- [Problem description]
Write each record again exactly as it stands.
* Begin Dataset records *
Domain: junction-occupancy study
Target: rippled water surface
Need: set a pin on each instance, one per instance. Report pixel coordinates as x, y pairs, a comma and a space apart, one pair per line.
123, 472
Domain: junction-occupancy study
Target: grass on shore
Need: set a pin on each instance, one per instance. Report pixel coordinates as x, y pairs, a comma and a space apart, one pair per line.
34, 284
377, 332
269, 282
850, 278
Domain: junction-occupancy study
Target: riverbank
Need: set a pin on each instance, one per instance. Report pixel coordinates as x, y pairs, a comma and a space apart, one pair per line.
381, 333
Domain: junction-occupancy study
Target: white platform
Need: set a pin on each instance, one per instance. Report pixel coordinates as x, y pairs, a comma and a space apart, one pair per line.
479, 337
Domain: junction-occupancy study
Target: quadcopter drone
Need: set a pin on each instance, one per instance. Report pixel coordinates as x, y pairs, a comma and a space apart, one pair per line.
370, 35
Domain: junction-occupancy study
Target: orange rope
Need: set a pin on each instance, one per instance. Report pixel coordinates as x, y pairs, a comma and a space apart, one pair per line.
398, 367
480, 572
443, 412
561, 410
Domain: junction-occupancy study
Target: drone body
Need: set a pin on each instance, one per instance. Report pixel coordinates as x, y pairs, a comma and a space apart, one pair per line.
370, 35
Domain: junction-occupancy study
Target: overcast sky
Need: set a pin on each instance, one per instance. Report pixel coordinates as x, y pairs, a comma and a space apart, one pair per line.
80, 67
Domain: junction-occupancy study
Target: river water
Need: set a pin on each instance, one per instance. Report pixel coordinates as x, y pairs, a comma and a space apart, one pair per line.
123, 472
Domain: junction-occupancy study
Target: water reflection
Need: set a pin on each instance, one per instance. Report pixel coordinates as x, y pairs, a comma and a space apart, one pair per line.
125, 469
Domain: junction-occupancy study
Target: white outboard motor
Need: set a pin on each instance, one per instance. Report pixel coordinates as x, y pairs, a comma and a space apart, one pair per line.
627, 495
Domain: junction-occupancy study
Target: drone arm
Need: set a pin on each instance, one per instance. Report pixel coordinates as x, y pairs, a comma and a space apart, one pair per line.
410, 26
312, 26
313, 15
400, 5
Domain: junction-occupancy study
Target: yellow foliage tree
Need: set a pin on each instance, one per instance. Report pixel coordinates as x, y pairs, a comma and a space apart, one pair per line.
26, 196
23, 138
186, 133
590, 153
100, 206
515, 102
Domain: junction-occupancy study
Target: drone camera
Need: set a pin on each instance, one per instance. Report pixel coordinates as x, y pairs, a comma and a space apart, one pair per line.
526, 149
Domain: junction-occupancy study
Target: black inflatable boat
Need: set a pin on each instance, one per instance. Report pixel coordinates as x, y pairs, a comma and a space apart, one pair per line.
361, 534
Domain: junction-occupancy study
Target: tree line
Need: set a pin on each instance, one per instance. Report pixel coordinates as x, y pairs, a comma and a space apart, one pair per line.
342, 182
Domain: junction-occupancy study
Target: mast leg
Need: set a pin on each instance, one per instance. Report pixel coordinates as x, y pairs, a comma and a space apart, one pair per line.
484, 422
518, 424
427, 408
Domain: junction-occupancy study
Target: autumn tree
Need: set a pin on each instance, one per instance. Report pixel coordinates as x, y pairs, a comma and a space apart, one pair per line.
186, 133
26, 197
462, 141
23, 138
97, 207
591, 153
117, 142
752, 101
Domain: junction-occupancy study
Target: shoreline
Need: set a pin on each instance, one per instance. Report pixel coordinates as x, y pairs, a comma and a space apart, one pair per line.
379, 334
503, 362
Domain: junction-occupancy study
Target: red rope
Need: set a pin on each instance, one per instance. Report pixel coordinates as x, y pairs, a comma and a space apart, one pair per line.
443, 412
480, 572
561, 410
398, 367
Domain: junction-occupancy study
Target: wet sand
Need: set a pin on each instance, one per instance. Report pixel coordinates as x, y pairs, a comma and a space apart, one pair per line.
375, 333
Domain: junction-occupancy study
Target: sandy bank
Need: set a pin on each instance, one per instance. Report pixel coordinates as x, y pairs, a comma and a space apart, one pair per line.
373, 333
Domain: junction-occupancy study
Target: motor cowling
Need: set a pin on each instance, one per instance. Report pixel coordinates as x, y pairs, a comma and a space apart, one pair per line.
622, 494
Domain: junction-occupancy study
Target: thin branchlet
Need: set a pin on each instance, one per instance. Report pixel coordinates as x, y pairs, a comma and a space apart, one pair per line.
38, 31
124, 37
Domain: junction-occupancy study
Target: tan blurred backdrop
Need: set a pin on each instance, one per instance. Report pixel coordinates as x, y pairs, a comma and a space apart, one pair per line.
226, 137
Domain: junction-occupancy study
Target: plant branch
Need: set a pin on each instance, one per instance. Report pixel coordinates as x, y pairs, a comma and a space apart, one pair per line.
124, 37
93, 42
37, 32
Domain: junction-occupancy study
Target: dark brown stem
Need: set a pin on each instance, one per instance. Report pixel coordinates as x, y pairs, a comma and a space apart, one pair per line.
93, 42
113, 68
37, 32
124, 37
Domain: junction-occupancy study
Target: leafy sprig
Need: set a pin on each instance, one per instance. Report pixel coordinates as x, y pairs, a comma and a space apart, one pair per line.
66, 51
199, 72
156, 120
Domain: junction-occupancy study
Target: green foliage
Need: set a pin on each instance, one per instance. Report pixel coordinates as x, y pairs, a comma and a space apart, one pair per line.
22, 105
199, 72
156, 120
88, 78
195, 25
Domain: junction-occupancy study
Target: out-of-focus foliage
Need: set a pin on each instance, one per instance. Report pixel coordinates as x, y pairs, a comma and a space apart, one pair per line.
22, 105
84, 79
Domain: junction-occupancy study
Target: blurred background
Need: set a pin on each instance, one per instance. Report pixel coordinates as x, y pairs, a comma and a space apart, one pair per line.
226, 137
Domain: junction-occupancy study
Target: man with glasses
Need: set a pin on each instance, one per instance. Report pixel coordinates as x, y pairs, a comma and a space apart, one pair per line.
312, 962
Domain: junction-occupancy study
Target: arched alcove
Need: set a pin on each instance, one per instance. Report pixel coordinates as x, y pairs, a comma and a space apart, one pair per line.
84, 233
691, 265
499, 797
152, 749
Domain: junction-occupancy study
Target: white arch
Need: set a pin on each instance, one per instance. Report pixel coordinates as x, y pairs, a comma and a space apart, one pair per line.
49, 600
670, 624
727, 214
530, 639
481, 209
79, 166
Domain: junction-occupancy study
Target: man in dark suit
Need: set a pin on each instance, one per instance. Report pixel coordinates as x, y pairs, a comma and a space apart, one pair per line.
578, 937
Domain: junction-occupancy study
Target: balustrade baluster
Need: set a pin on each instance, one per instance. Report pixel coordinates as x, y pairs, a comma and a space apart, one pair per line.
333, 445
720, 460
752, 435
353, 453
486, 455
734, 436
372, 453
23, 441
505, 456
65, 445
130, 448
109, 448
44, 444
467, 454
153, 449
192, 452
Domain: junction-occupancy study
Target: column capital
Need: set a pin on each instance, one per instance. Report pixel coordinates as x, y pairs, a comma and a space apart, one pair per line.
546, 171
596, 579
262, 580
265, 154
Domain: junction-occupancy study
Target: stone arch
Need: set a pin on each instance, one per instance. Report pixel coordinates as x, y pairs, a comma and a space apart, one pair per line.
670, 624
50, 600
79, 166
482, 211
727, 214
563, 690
* End Dataset records *
- [Worked answer]
Domain: junction-occupancy study
Target: rippled water surface
Need: set a pin on each instance, one per instance. Report pixel coordinates as x, y pairs, a comma and a space apart, one pair per line.
123, 472
Domain: junction-occupancy study
Target: grass on shore
Need: set a pin on each instance, one per instance. Report pixel coordinates as x, y pairs, a comma and a space apart, one pair per line.
34, 284
377, 332
269, 282
850, 278
Domain: junction-occupancy study
Target: riverbank
Need: set a pin on each instance, one per instance. Report pixel coordinates as x, y pairs, a comma and a space apart, one pair per line.
381, 333
Domain: junction-occupancy study
Target: white platform
Need: set a pin on each instance, one per instance. Report pixel coordinates as x, y pairs, a comma and a space apart, one pair per line.
479, 337
Domain: junction-occupancy study
Target: quadcopter drone
Need: set a pin on each instance, one per instance. Report pixel coordinates as x, y pairs, a comma and a space apart, one pair per line.
370, 35
Domain: junction-occupancy study
Target: orange rope
Need: set a pin on each instance, one per instance. Report pixel coordinates as x, y pairs, a comma and a space apart, one pair per line.
398, 367
480, 572
443, 412
561, 410
Domain: junction-occupancy study
Target: drone body
Need: set a pin on each instance, one per instance. Report pixel coordinates as x, y pairs, a comma and a space apart, one pair per line.
370, 35
Domain: junction-occupancy study
Target: overcast sky
Need: set a pin on each instance, one per instance. Report pixel coordinates as x, y pairs, a comma and a space apart, one pair per line.
80, 67
Domain: junction-occupancy study
Target: river water
Need: set a pin on each instance, one per instance. Report pixel coordinates as x, y pairs, a comma and a space apart, one pair per line.
123, 472
Domain: junction-occupancy study
Target: water reflection
Need: set a pin on each instance, one per instance. Report pixel coordinates as x, y pairs, a comma and a space apart, one pair per line.
125, 469
Domain: junction-occupancy study
Target: white outboard motor
Need: set a pin on each instance, one per instance. Report pixel coordinates as x, y pairs, a comma and a space apart, one pair per line.
627, 495
Domain: junction-occupancy study
Target: drone arm
Need: set a pin on each instance, one per instance. Report pixel coordinates as x, y pairs, a comma and a space apart, one pair per line.
410, 26
312, 26
313, 15
400, 5
Domain: junction-occupancy study
Target: yellow foliage tree
Need: set a pin on each instance, one per instance. Report pixel coordinates as x, y pairs, a comma and a space apart, one pair per line.
26, 196
23, 138
186, 133
590, 153
100, 206
515, 102
Domain: junction-occupancy study
Target: drone camera
Need: set a pin on each instance, one per instance. Report pixel coordinates as x, y pairs, a comma and a space apart, one pair per line.
526, 149
Domain: junction-occupancy study
Target: black inflatable boat
Need: set a pin on each instance, one per instance. Report pixel coordinates as x, y pairs, a comma and a space apart, one pair per line.
361, 534
Domain: junction-occupancy study
Target: tree line
Need: set a pin on each instance, one per instance. Report pixel coordinates as x, y pairs, a comma and a space apart, one pair per line.
342, 182
Domain: junction-occupancy study
Target: mast leg
Need: set a pin on each instance, one per instance. Report pixel coordinates as x, y pairs, a comma and a space apart, one pair per line.
484, 422
518, 424
427, 408
Domain: junction-occupancy study
Target: autumn tree
Need: set a pin on each instance, one per instance. Report pixel coordinates as x, y pairs, a comma and a space apart, one pair per line.
186, 133
26, 197
462, 141
23, 138
97, 207
591, 153
117, 142
752, 101
Domain: junction-occupancy study
Target: shoreline
Need: set a pin on each instance, one per instance. Report pixel coordinates as x, y pairs, a comma and a space apart, one pair per line.
379, 334
503, 362
Domain: junction-occupancy study
Target: red rope
Need: set a pin on each instance, one per instance. Report pixel coordinates as x, y pairs, a comma and a space apart, one pair per line.
443, 412
480, 572
561, 410
398, 367
Domain: junction-occupancy study
Target: wet sand
Need: set a pin on each instance, one per instance. Report pixel coordinates as x, y pairs, a comma and a space apart, one pair per line.
375, 333
Domain: junction-occupancy study
Target: sandy bank
Need: set a pin on each instance, one per instance. Report pixel coordinates as x, y pairs, a comma and a space apart, one pair per line.
373, 333
Domain: junction-occupancy study
Target: motor cowling
Need: set a pin on each instance, one per instance. Report pixel coordinates as x, y pairs, a comma and a space apart, one pair per line.
622, 494
Domain: junction-occupancy study
Target: thin branchlet
Need: set a pin on each instance, one per instance. Report pixel coordinates as x, y pairs, a comma and a space apart, one pair per line.
38, 31
124, 37
Domain: junction-occupancy study
Target: tan blurred backdrop
Need: set a pin on each instance, one per instance. Report pixel coordinates as x, y pairs, a comma and a space apart, one pair per line.
226, 137
Domain: junction-occupancy study
Target: plant branch
Need: set a pin on each instance, one per instance. Report pixel coordinates as x, y pairs, a comma and a space apart, one pair per line.
124, 37
93, 42
37, 32
Domain: junction-occupancy study
Target: dark brown stem
Need: set a pin on each instance, one per instance. Report pixel coordinates as x, y pairs, a comma and a space apart, one pair per line.
93, 42
113, 68
37, 32
124, 37
Domain: junction-occupancy study
Target: leafy sprig
Need: set a pin on each instance, one per instance. Report pixel coordinates as x, y pairs, a comma and a space apart, one pair per line.
66, 51
199, 72
156, 120
Domain: junction-occupancy study
Target: green foliage
Need: set a pin on each instance, one per instance. Report pixel coordinates as x, y pairs, a comma and a space apart, one pair per line.
22, 105
199, 72
156, 120
88, 78
195, 25
Domain: junction-occupancy study
Target: out-of-focus foliage
Need: set a pin on each instance, one per instance. Report pixel coordinates as x, y pairs, a comma and a space apart, one pair per line.
22, 105
84, 79
Domain: junction-occupancy study
Target: blurred background
Need: set a pin on each instance, one per instance. Report pixel coordinates as x, y pairs, a comma and a space apart, one pair per line.
226, 137
Domain: junction-occupancy study
Target: man with glasses
Need: set a pin on each instance, one per instance. Report pixel coordinates as x, y pairs, a comma and a space apart, one pair per line.
312, 962
Domain: junction-occupancy study
Target: arched alcove
Need: set a pin on each instance, one per instance. Report pixel coordinates as x, y pairs, a comma and a space apart, one pair per line.
84, 233
691, 265
499, 797
152, 749
Domain: junction-occupancy study
Target: white arch
Need: set a pin on each instance, one per instance. Report pixel coordinates as x, y pairs, a comma and a space apart, one pair per line.
49, 600
670, 624
727, 214
530, 639
481, 209
79, 166
Domain: junction-occupancy study
Target: man in dark suit
Need: set a pin on each instance, one per instance. Report pixel coordinates as x, y pairs, a comma and a space apart, one pair per line.
578, 937
Domain: junction-occupancy study
Target: balustrade baluster
Need: set a pin on each instance, one per instance. Report pixel coordinates as x, y pairs, a comma and a space apart, one pair per line.
333, 445
720, 460
752, 435
353, 453
486, 455
734, 436
372, 453
23, 441
505, 456
65, 445
130, 448
109, 448
44, 444
467, 454
153, 449
192, 452
Domain: junction-occupancy study
Target: column capital
Need: set a pin on each instance, one per instance. Report pixel coordinates as x, y pairs, a comma and a space apart, one pair per line.
546, 171
596, 579
262, 580
265, 154
Domain: junction-occupancy study
Target: stone arch
Need: set a pin on each instance, one per instance. Report pixel coordinates as x, y pairs, a comma and a space apart, one pair per line.
670, 624
50, 600
79, 166
482, 211
727, 214
563, 690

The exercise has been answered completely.